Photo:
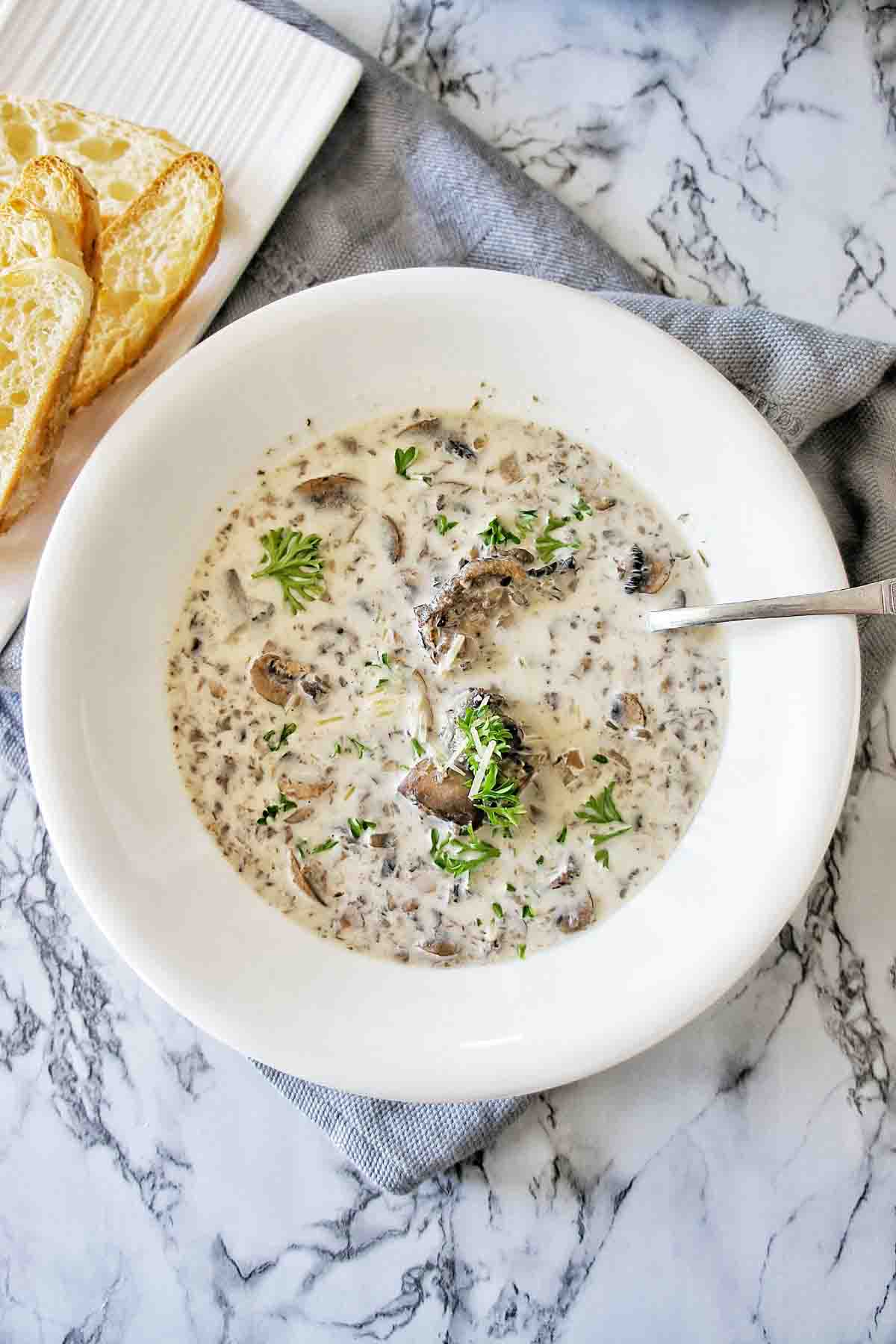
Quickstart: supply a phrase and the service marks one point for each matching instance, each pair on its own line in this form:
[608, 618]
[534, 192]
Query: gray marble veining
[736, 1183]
--
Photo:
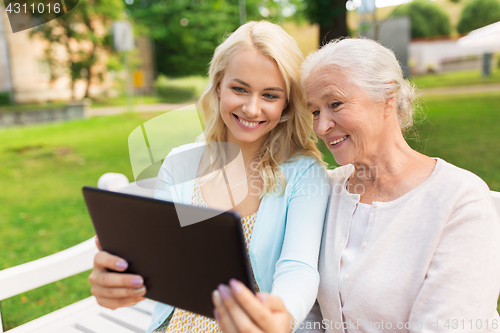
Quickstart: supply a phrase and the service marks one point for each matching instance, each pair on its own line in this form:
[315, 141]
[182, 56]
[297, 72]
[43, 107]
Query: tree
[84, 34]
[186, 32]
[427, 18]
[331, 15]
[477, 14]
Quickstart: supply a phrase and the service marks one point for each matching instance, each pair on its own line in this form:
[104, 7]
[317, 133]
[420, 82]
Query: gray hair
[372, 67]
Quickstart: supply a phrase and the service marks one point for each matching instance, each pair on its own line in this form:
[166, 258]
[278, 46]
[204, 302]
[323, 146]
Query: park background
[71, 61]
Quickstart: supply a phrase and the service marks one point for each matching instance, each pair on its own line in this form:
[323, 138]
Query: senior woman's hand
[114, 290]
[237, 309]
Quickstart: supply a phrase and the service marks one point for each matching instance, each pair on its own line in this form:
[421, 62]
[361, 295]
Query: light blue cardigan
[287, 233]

# WHAT YOU ARE ASKED TO DO:
Return every line in the records that contains the word "Query", matching case exactly.

# REPLY:
Query: gray marble veining
Query: tree
Query: gray hair
Query: park background
Query: senior woman's hand
Query: light blue cardigan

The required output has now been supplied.